_INSTRUCTION_
Set down the material once more, exactly as it appears.

_DATASET ROWS_
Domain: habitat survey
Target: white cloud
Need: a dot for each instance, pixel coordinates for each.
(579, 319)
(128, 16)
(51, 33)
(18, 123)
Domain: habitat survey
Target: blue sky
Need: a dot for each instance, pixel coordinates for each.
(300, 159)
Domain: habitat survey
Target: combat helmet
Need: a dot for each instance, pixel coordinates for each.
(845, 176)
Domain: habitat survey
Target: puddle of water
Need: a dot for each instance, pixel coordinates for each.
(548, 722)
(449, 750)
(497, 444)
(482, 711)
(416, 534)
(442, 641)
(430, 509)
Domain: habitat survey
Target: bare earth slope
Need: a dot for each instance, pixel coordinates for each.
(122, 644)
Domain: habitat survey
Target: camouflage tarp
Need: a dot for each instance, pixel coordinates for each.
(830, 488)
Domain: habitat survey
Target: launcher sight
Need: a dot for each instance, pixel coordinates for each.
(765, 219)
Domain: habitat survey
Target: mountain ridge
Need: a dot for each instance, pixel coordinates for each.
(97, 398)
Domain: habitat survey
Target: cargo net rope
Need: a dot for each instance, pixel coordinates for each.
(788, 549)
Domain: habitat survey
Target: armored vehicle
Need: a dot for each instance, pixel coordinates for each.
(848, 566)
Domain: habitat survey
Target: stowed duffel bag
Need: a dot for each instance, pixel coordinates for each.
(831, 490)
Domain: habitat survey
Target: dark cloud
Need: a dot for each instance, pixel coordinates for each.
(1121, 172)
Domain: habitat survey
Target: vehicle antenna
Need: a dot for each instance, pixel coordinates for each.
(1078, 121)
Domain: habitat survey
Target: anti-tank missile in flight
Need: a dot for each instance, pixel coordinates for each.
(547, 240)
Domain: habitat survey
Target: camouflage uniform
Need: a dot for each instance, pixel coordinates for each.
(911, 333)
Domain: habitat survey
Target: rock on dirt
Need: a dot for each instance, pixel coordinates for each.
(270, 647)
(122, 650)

_RESULT OF THIS EXERCISE_
Domain: habitat survey
Target: white cloud
Need: a dot for each instance, pixel coordinates for each.
(579, 319)
(128, 16)
(51, 33)
(18, 123)
Domain: habitat survey
Target: blue sky
Need: a dot for each instance, pixel coordinates for each.
(300, 159)
Domain: habitat survey
Target: combat helmet
Need: a dot for each instance, pixel coordinates for each.
(845, 176)
Domain: habitat survey
Target: puddle of water
Need: a dot for each instance, pixel coordinates for each.
(548, 722)
(449, 750)
(497, 444)
(482, 711)
(416, 534)
(442, 641)
(430, 509)
Domain: habitat survey
Target: bare earth slope
Need: a dot for each instance, pixel coordinates for each.
(122, 644)
Domain: habitat survey
Target: camouflage tarp
Need: a dot for each instance, pixel coordinates for each.
(830, 488)
Domain: habitat survey
Target: launcher sight
Need: a dot for each instance, pixel coordinates for each.
(765, 219)
Domain: habitat survey
Target: mountain ridge
Need: a dot for each instance, pixel coordinates for each.
(97, 398)
Domain: habitat survey
Target: cargo net rope
Need: a dot for each instance, pixel coordinates for each.
(788, 549)
Domain: habitat survey
Target: armored vehicle
Need: a dot for each instance, pixel coordinates for each.
(848, 566)
Domain: habitat survey
Target: stowed duffel bag
Need: a dot for each instance, pixel coordinates for each.
(831, 490)
Domain: habitat survey
Target: dark cloud
Need: a dot for each instance, pixel coordinates for each.
(1121, 172)
Domain: habitat survey
Target: vehicle antenna
Need: a dot for each instance, pixel coordinates for each.
(1078, 121)
Domain: habitat survey
Target: anti-tank missile in flight
Need: a dot for each instance, pixel coordinates for each.
(547, 240)
Domain: habitat survey
Target: camouflage uniform
Need: a dot for each instance, pixel coordinates for each.
(911, 333)
Domain: habitat survey
Target: rock on dirt
Need: a dot for each instance, pixel coordinates for each.
(270, 647)
(122, 650)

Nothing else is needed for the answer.